TASK REQUIREMENTS
The response should contain every entry, reproduced exactly.
** Opening INPUT FOR THIS TASK block **
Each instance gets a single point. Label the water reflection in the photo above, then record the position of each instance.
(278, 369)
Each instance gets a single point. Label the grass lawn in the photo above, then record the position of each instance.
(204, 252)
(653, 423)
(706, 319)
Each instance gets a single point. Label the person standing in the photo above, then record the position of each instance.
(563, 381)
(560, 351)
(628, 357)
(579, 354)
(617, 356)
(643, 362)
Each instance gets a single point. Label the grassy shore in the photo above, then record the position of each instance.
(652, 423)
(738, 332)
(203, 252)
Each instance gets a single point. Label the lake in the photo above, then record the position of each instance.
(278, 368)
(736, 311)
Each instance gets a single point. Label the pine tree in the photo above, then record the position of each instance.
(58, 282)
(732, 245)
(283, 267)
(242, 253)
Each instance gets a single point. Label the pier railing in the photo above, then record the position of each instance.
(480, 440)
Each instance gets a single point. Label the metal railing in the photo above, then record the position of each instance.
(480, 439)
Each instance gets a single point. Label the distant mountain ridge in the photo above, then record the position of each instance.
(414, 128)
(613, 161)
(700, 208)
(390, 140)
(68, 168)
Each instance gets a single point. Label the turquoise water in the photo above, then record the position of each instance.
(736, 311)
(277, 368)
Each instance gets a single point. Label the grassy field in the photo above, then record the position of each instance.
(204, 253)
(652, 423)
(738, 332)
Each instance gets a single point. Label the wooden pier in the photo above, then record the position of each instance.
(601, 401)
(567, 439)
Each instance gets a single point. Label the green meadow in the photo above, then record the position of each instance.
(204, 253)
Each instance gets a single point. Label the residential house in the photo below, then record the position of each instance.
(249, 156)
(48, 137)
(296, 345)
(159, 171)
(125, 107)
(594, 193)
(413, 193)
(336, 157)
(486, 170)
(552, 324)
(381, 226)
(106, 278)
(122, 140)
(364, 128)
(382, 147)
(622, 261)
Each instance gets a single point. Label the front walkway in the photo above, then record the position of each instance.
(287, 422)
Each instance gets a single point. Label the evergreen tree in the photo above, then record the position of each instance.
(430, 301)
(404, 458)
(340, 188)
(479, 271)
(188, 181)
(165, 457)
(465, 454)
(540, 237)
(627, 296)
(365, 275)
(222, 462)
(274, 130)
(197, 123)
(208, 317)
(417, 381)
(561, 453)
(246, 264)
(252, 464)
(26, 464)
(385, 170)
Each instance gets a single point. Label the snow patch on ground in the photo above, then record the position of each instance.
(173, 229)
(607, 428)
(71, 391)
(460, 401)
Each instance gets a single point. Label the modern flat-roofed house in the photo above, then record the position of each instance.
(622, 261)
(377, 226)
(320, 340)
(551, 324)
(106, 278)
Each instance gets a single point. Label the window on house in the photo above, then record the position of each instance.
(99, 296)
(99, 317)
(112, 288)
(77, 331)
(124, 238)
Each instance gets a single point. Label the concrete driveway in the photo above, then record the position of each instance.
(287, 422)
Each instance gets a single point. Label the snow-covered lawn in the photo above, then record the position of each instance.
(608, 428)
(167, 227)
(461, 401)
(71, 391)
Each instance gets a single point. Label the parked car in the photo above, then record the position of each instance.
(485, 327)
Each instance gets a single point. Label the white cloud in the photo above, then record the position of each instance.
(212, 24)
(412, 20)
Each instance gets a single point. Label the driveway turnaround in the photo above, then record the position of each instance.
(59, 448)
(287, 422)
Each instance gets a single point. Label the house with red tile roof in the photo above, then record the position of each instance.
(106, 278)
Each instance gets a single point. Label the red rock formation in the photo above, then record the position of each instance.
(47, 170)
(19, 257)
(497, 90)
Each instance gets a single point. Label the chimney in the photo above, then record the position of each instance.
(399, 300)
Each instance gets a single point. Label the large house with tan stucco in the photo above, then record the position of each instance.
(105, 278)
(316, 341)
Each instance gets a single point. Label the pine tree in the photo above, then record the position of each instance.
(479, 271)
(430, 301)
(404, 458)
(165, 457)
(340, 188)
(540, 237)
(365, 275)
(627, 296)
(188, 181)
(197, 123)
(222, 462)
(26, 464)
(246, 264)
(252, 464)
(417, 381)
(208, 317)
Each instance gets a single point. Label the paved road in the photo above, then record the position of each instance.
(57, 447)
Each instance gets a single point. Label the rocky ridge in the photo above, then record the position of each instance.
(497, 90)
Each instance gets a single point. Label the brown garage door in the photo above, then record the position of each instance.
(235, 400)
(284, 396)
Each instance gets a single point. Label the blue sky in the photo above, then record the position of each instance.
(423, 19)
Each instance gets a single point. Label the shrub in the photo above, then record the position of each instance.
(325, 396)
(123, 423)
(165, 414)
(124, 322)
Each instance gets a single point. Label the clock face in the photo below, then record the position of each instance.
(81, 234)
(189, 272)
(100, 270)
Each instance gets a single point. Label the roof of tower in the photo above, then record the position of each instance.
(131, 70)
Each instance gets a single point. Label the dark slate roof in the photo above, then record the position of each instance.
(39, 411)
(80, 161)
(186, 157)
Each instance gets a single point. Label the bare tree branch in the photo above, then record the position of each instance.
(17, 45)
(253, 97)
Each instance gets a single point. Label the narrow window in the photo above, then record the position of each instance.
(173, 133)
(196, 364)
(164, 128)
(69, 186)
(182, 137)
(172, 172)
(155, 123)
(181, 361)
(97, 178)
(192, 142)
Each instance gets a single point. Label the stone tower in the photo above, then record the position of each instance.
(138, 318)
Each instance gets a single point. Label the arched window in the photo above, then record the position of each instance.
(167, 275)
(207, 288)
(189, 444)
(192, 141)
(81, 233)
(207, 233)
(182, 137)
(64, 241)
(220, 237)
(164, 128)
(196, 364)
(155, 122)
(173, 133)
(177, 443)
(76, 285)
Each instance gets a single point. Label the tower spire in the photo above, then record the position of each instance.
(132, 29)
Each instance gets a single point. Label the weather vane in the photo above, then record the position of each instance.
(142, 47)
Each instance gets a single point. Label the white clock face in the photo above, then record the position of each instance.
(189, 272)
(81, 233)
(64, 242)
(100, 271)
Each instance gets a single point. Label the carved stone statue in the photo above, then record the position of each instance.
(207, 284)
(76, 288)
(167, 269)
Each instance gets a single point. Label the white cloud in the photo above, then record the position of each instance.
** Closing INPUT FOR THIS TASK block **
RESPONSE AREA
Each instance gets a single point. Label the water reflection in the photo above, then record the position of each instance.
(278, 369)
Each instance gets a single point. Label the grass lawn in the photo above, then record the position of each instance.
(204, 252)
(653, 423)
(706, 319)
Each instance gets a single point. Label the person standing in the photo above, then record the position of each instance.
(563, 381)
(560, 351)
(628, 357)
(579, 354)
(617, 356)
(643, 362)
Each instance gets a single point. Label the grassy shore in the photo above, then record the position of each instance.
(652, 423)
(738, 332)
(203, 252)
Each instance gets a single point. Label the lake in the photo above, then record the position of each instance.
(278, 368)
(736, 311)
Each instance gets a single point. Label the pine tree in the photo above, then record the position of each instance.
(58, 282)
(732, 245)
(283, 267)
(242, 253)
Each instance gets a single point. Label the pier railing in the photo above, then record the position of each instance.
(480, 440)
Each instance gets a single point. Label the metal railing in the photo above, then record the position of each instance.
(480, 439)
Each instance gets a single point. Label the distant mountain ridge in the photo above, then record the position of each instance.
(414, 128)
(613, 161)
(700, 208)
(390, 140)
(68, 168)
Each instance gets a single point. Label the turquoise water in the photo above, then record the position of each instance.
(736, 311)
(277, 368)
Each instance gets a single point. Label the grassy field in the photo above, then record the position of each instance.
(204, 253)
(652, 423)
(738, 332)
Each instance gets a single point. Label the wooden pier in the photo above, then record the position of each instance.
(601, 401)
(567, 439)
Each instance gets a single point. Label the green meadow in the photo above, then record the position of each instance.
(204, 253)
Each instance gets a single point. Label the residential house in the photo below, then record the position of each instance.
(249, 156)
(48, 137)
(296, 345)
(159, 171)
(125, 107)
(594, 193)
(413, 193)
(336, 157)
(486, 170)
(552, 324)
(381, 226)
(106, 278)
(122, 140)
(364, 128)
(382, 147)
(622, 261)
Each instance gets a single point. Label the front walkway in the photo above, then record the position of each instance.
(287, 422)
Each instance gets a single point. Label the evergreen tree in the photo above, then record the position of each instance.
(430, 301)
(404, 458)
(340, 188)
(479, 271)
(188, 181)
(165, 457)
(465, 454)
(540, 237)
(627, 296)
(365, 275)
(222, 462)
(274, 130)
(197, 123)
(208, 317)
(417, 381)
(561, 453)
(246, 264)
(252, 464)
(26, 464)
(385, 170)
Each instance gets a single point. Label the snow patch on ground in the photo above, then record the position of each instance.
(173, 229)
(607, 428)
(71, 391)
(460, 401)
Each instance gets a single point. Label the modern flat-roofed house in the photo above, then record the position of each instance.
(622, 261)
(377, 226)
(320, 340)
(551, 324)
(106, 278)
Each instance gets a single point. Label the window on house in the photo above, then record the position of each instance.
(99, 296)
(99, 317)
(112, 288)
(77, 331)
(124, 238)
Each instance gets a single point. Label the concrete driveway in the photo above, then record the position of each instance.
(287, 422)
Each instance gets a single point. Label the snow-covered lawn in the photo above, then record the position of each instance.
(608, 428)
(167, 227)
(461, 401)
(71, 391)
Each instance gets a single point. Label the parked car in the photo above, then record the position of each instance.
(485, 327)
Each instance gets a single point. Label the white cloud in the photo above, then record the position of each instance.
(212, 24)
(412, 20)
Each instance gets a single point. Label the driveway turnaround in the photo above, then record the position of each instance.
(59, 448)
(287, 422)
Each instance gets a single point. Label the house with red tile roof in the photo above, then record the position of each instance.
(106, 278)
Each instance gets a single point. Label the red rock formation in the photo above, then record the position of each instance.
(47, 170)
(19, 257)
(497, 90)
Each instance gets a single point. Label the chimney in the photo above, then record the position of each instance.
(399, 300)
Each instance gets a single point. Label the large house with tan stucco in the photo above, then record the position of each instance.
(105, 278)
(316, 341)
Each instance gets a single point. Label the pine tree in the photo above, then record the position of each instance.
(479, 271)
(430, 301)
(404, 458)
(165, 457)
(340, 188)
(540, 237)
(365, 275)
(627, 296)
(188, 181)
(197, 123)
(222, 462)
(26, 464)
(246, 264)
(252, 464)
(417, 381)
(208, 317)
Each instance gets a single point. Label the paved road in the photo above, then record the position of each instance.
(57, 447)
Each instance gets a single point. Label the rocky ridge in the photo above, then record the position of each instance.
(497, 90)
Each instance gets a single point. Label the brown garage door in the photo above, then record the position of each instance.
(235, 400)
(284, 396)
Each instance gets a single point. Label the blue sky in the photo above, then record the position of each instance.
(423, 19)
Each instance gets a single point. Label the shrub in the photo above, then record the position of each instance.
(325, 396)
(123, 423)
(165, 414)
(124, 322)
Each instance gets a single point. Label the clock face in the photo below, then record the position of each instance.
(81, 234)
(189, 272)
(100, 270)
Each instance gets a single point. Label the roof of tower in the photo above, then record the position of each instance.
(131, 70)
Each instance gets a single point. Label the dark slate roof in the photo above, then record the position of each instance.
(39, 411)
(80, 161)
(186, 157)
Each instance gets a single point. Label the bare tree branch in the photo above, then record the position of each instance.
(17, 45)
(253, 97)
Each instance gets a single point. Label the narrow window in the photo above, then record the position of each instance.
(173, 133)
(196, 364)
(164, 128)
(69, 186)
(182, 137)
(172, 172)
(155, 123)
(181, 361)
(97, 178)
(192, 142)
Each instance gets a single point. Label the stone tower in the photo above, then record the position of each instance.
(138, 318)
Each instance gets a single point. Label the arched window in the photo above, then record the position of each instance.
(167, 275)
(207, 288)
(189, 444)
(192, 141)
(81, 233)
(207, 233)
(182, 137)
(64, 241)
(220, 237)
(164, 128)
(196, 364)
(155, 122)
(173, 133)
(177, 443)
(76, 285)
Each instance gets a single point. Label the tower spire in the photo above, then record the position of each instance.
(132, 29)
Each instance gets a single point. Label the weather vane in the photo above, then record the position of each instance.
(142, 47)
Each instance gets a single point. Label the white clock face in the photo above, then record the position of each instance.
(189, 272)
(81, 233)
(64, 242)
(100, 271)
Each instance gets a single point. Label the carved stone statue in the photo above, then record the position of each instance.
(207, 284)
(76, 288)
(167, 269)
Each instance gets a single point. Label the white cloud in the photo above, then record the position of each instance.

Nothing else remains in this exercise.